START MATERIAL FOR THE TASK
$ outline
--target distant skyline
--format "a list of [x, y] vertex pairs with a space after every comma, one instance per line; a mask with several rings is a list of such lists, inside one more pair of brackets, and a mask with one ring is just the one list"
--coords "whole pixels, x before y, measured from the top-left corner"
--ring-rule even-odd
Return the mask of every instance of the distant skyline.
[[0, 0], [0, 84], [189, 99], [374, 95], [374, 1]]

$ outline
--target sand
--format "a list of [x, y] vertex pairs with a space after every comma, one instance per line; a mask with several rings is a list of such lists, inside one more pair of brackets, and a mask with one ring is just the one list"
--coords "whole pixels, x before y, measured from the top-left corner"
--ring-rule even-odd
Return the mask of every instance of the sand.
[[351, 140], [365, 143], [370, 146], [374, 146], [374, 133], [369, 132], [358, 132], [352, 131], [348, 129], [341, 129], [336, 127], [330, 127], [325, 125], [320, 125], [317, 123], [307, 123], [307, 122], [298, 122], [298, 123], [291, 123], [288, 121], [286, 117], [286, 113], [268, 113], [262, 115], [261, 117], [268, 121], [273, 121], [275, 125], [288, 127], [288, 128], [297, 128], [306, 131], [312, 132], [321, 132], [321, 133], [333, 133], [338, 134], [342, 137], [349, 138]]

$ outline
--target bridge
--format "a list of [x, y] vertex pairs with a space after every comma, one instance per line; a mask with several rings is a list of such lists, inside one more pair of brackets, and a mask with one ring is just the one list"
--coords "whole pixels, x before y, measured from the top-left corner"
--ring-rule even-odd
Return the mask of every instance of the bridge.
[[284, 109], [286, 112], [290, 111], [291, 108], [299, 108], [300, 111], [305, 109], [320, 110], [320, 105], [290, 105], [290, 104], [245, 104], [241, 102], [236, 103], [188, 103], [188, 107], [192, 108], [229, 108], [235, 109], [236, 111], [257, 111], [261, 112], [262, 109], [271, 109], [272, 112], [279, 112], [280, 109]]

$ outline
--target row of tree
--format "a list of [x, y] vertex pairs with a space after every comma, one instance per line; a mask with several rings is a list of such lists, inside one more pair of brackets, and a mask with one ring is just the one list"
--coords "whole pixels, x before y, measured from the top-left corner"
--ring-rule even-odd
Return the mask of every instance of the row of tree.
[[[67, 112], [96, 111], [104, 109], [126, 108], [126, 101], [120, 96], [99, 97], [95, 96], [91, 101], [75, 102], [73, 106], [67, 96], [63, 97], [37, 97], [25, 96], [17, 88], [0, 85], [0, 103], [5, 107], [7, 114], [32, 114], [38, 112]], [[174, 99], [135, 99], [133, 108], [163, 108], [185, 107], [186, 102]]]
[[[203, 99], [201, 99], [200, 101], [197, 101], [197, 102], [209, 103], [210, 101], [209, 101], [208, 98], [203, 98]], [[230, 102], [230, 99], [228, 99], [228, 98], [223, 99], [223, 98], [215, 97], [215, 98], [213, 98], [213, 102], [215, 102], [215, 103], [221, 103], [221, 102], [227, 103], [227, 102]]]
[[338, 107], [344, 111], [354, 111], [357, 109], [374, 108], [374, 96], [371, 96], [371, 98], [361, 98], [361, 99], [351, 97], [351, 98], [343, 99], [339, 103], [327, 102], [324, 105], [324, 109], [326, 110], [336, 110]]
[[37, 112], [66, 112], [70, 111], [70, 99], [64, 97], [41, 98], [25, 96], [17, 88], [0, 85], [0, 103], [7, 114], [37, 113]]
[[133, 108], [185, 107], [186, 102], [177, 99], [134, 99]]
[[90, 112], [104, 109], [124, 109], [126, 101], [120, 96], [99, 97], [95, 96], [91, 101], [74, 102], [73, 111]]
END MATERIAL FOR THE TASK
WHAT YOU NEED TO DO> Among the records above, only the lines between the line holding "Return the mask of every instance of the bridge." and the line holding "--target row of tree", inclusive, are to be output, exactly as written.

SOLUTION BELOW>
Return the mask of every instance of the bridge.
[[284, 109], [286, 112], [290, 111], [291, 108], [299, 108], [300, 111], [305, 109], [320, 110], [320, 105], [290, 105], [290, 104], [245, 104], [241, 102], [236, 103], [188, 103], [188, 107], [192, 108], [229, 108], [235, 109], [236, 111], [257, 111], [261, 112], [262, 109], [271, 109], [272, 112], [279, 112], [280, 109]]

$ outline
--target row of tree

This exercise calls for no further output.